5. Do you see Fintech companies more as partners or challengers of banks?

TR: In general both can work, though the level of upside potential may differ. An example from our Earlybird portfolio would be the retail bank N26, who always aimed at entirely rethinking banking and building a mobile bank from scratch, purely designed for the day-to-day interaction of the private individual. As investors of N26 since the very beginning of 2014, we always believed in the potential of disrupting the retail banking space, which is still dominated by large institutions who usually lack significant innovation for decades. Those challengers could create a lean and more efficient software infrastructure, without relying on legacy IT systems, in order to build the most intuitive user journey and an unparalleled user experience for their customers.

(B2B Fintechs) address a real market need, since incumbents are increasingly aware of customers leaving to challenger banks, but also try to keep their costs low and processes efficient.

At the same time, I see a great potential for specialized B2B Fintechs who become partners of established financial institutions. Those companies help incumbents to modernize certain processes or parts of their banking infrastructure. They address a real market need, since incumbents are increasingly aware of customers leaving to challenger banks, but also try to keep their costs low and processes efficient. In some cases, those specialized companies may even help Fintechs and incumbents alike. Take for example, core banking providers like Mambu out of Berlin, who enable banks to transform to pure cloud-based banking infrastructure layers that allow them to scale efficiently.

6. Lastly, the European Fintech sector has created notable unicorns. What makes the European Fintech sector so successful?

TR: One factor for the tremendous success of European Fintechs in the retail space, including companies like Transferwise or Klarna, is the high level of trust European users have in the regulatory environment, ultimately triggering faster user adoption. This is coupled with regulatory bodies willing to support innovative Fintechs and consistently shaping the regulatory environment according to new technologies built. For instance, the UK Financial Conduct Authority (FCA) launched a sandbox program for Fintechs to test their products and services in a live environment with regulatory oversight. The program helps Fintechs identify regulatory bottlenecks early on, while dramatically decreasing their time to market, and gives them regulatory certainty that seems crucial for fundraising activities.
* * * *
→ **Set problem 1**: Please show every line of the entries below that contains the word "water". Case counts.

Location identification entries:
* * * *
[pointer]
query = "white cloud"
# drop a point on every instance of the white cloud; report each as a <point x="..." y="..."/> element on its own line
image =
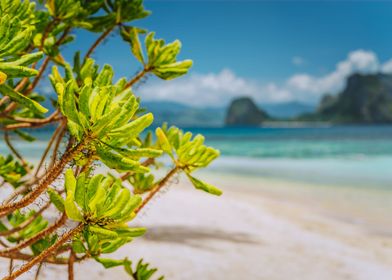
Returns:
<point x="217" y="89"/>
<point x="297" y="61"/>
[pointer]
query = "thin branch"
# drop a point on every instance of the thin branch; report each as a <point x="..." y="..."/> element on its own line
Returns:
<point x="36" y="237"/>
<point x="15" y="152"/>
<point x="49" y="177"/>
<point x="97" y="42"/>
<point x="27" y="257"/>
<point x="71" y="261"/>
<point x="11" y="266"/>
<point x="67" y="236"/>
<point x="137" y="78"/>
<point x="146" y="163"/>
<point x="157" y="188"/>
<point x="57" y="145"/>
<point x="27" y="222"/>
<point x="38" y="270"/>
<point x="56" y="132"/>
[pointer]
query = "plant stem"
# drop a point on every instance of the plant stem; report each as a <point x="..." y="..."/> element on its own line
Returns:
<point x="38" y="270"/>
<point x="26" y="223"/>
<point x="36" y="237"/>
<point x="138" y="76"/>
<point x="146" y="163"/>
<point x="157" y="188"/>
<point x="15" y="152"/>
<point x="49" y="177"/>
<point x="71" y="261"/>
<point x="11" y="266"/>
<point x="41" y="257"/>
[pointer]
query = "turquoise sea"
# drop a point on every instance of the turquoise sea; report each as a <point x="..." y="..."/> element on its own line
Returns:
<point x="359" y="156"/>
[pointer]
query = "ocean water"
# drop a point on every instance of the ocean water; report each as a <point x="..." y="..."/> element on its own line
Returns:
<point x="359" y="156"/>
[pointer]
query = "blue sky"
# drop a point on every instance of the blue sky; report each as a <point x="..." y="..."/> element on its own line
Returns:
<point x="274" y="51"/>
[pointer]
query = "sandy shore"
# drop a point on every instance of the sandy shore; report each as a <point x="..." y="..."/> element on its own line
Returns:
<point x="257" y="230"/>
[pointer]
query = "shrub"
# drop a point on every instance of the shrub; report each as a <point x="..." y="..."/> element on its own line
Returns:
<point x="98" y="120"/>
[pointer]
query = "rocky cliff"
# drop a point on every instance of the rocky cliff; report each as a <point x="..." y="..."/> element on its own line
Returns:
<point x="244" y="112"/>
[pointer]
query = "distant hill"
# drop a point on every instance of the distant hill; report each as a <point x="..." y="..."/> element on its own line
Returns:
<point x="244" y="112"/>
<point x="366" y="99"/>
<point x="286" y="110"/>
<point x="184" y="115"/>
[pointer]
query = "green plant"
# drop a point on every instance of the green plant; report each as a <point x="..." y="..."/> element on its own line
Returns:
<point x="99" y="121"/>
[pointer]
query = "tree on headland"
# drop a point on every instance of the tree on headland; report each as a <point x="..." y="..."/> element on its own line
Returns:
<point x="96" y="120"/>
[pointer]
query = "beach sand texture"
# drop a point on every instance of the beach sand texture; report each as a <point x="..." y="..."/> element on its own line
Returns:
<point x="256" y="231"/>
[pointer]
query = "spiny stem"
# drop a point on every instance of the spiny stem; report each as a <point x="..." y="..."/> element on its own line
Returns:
<point x="71" y="261"/>
<point x="137" y="78"/>
<point x="157" y="188"/>
<point x="146" y="163"/>
<point x="36" y="237"/>
<point x="38" y="270"/>
<point x="26" y="223"/>
<point x="15" y="152"/>
<point x="11" y="266"/>
<point x="50" y="176"/>
<point x="41" y="257"/>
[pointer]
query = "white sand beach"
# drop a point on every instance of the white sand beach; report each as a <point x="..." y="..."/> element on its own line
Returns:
<point x="265" y="230"/>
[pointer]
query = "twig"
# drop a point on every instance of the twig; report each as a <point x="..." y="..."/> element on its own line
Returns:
<point x="36" y="237"/>
<point x="15" y="152"/>
<point x="157" y="188"/>
<point x="71" y="261"/>
<point x="138" y="76"/>
<point x="49" y="177"/>
<point x="46" y="253"/>
<point x="146" y="163"/>
<point x="11" y="266"/>
<point x="38" y="270"/>
<point x="26" y="223"/>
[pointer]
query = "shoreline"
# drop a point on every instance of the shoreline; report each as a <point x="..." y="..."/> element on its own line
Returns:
<point x="258" y="229"/>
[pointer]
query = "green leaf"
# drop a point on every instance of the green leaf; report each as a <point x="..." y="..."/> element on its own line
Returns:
<point x="131" y="34"/>
<point x="163" y="142"/>
<point x="23" y="100"/>
<point x="103" y="233"/>
<point x="69" y="103"/>
<point x="204" y="186"/>
<point x="24" y="135"/>
<point x="56" y="199"/>
<point x="109" y="263"/>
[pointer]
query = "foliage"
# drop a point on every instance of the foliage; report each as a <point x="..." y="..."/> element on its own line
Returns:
<point x="98" y="121"/>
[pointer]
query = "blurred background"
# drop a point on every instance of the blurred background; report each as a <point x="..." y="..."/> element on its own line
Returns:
<point x="297" y="96"/>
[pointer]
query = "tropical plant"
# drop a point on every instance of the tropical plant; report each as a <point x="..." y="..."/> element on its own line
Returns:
<point x="94" y="120"/>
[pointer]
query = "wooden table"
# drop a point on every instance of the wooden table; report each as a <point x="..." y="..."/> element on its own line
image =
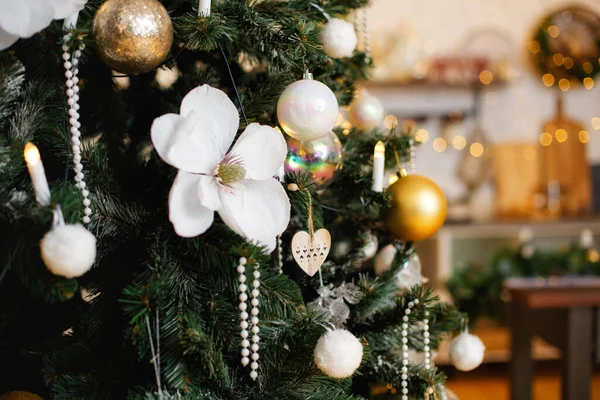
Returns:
<point x="562" y="312"/>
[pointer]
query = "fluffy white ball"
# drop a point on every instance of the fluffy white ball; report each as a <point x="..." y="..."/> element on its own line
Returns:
<point x="338" y="38"/>
<point x="466" y="352"/>
<point x="338" y="353"/>
<point x="383" y="259"/>
<point x="69" y="250"/>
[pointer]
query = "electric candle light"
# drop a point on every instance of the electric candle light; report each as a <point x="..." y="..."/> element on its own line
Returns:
<point x="204" y="8"/>
<point x="37" y="174"/>
<point x="378" y="167"/>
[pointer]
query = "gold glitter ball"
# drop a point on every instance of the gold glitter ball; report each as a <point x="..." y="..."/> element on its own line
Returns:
<point x="133" y="36"/>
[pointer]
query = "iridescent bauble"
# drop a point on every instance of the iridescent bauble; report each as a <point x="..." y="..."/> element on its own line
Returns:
<point x="366" y="111"/>
<point x="132" y="36"/>
<point x="320" y="158"/>
<point x="20" y="396"/>
<point x="418" y="208"/>
<point x="307" y="110"/>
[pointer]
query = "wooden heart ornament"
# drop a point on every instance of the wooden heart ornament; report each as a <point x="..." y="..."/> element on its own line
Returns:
<point x="311" y="254"/>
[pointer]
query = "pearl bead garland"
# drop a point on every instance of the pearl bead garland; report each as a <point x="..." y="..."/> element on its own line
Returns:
<point x="404" y="333"/>
<point x="254" y="302"/>
<point x="71" y="62"/>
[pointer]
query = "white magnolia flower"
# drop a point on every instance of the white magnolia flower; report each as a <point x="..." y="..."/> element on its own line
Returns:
<point x="23" y="18"/>
<point x="238" y="184"/>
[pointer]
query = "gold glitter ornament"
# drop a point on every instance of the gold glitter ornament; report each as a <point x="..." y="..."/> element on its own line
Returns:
<point x="133" y="36"/>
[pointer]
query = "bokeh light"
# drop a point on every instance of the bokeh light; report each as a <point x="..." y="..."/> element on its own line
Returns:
<point x="439" y="145"/>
* * * *
→ **Set problem 2**: Carry on the Fintech interview above from the point where it stops.

→ **Exercise answer 1**:
query = "ocean water"
# drop a point on every instance of the ocean water; report each as a <point x="..." y="..."/> element on its own line

→ **Exercise answer 2**:
The fragmented European market across its 27 member states (and its 24 spoken languages!) forces European-origin tech startups to think and also expand internationally very early on.

As compared to the US, where different Fintech models require various levels of regulation, Europe is much more streamlined and allows for so-called passporting of licenses across countries. Moreover, the fragmented European market across its 27 member states (and its 24 spoken languages!) forces European-origin tech startups to think and also expand internationally very early on. They usually develop a strategy on how to enter a second or third European market and how to manage international teams, directly after their Series A fundraising. Ultimately however, the US market provides the highest upside potential for European companies — with 300 million in potential customers, the US has a single scale. We therefore actively support our European portfolio companies in entering the US market early on.

Thank you for these insights, Tim! We look forward to sharing further developments in this space.

*All stats and references updated at the time of original publishing.

Are you a founder, industry expert, VC, or researcher interested in the fields of Fintech, neobanking or blockchain, then we’d be more than happy to learn about your work. Feel free to reach out via tech@earlybird.com.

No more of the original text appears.